Copy all of the material below verbatim, line for line, but leave the picture out of your output.

§ EXTRACTED ENTRIES
---*---

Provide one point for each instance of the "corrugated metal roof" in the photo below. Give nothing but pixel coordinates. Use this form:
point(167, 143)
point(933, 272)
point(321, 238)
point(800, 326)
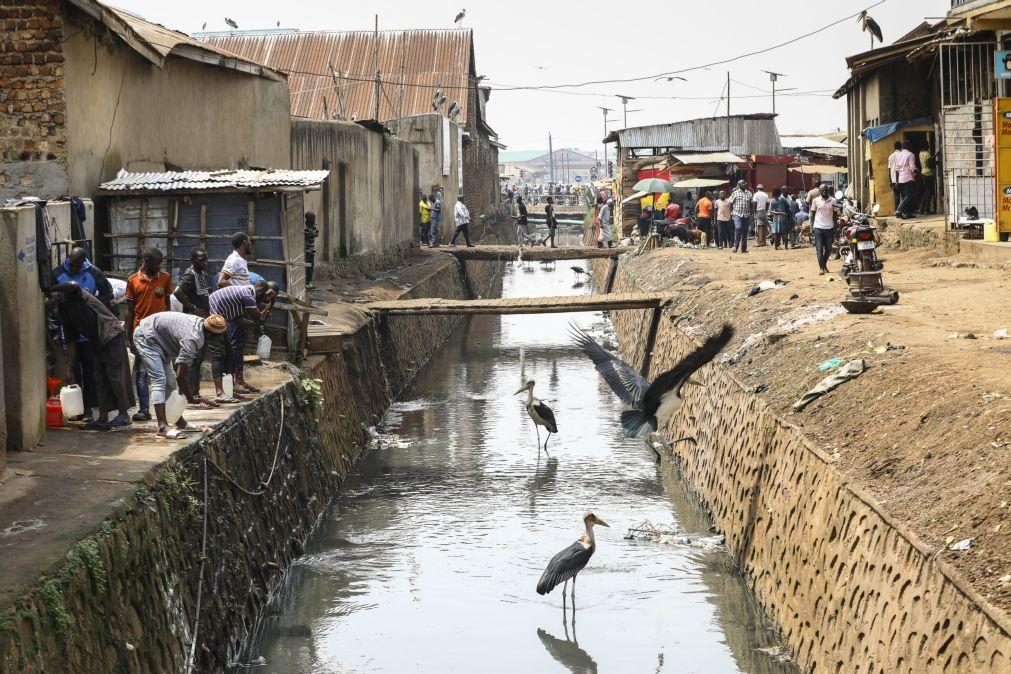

---*---

§ WRITTEN SOLUTION
Provide one point for each instance of the "corrugated metal roof" in the photo below. Give nothing but pixel coordinates. Use this form:
point(167, 143)
point(933, 272)
point(321, 238)
point(800, 326)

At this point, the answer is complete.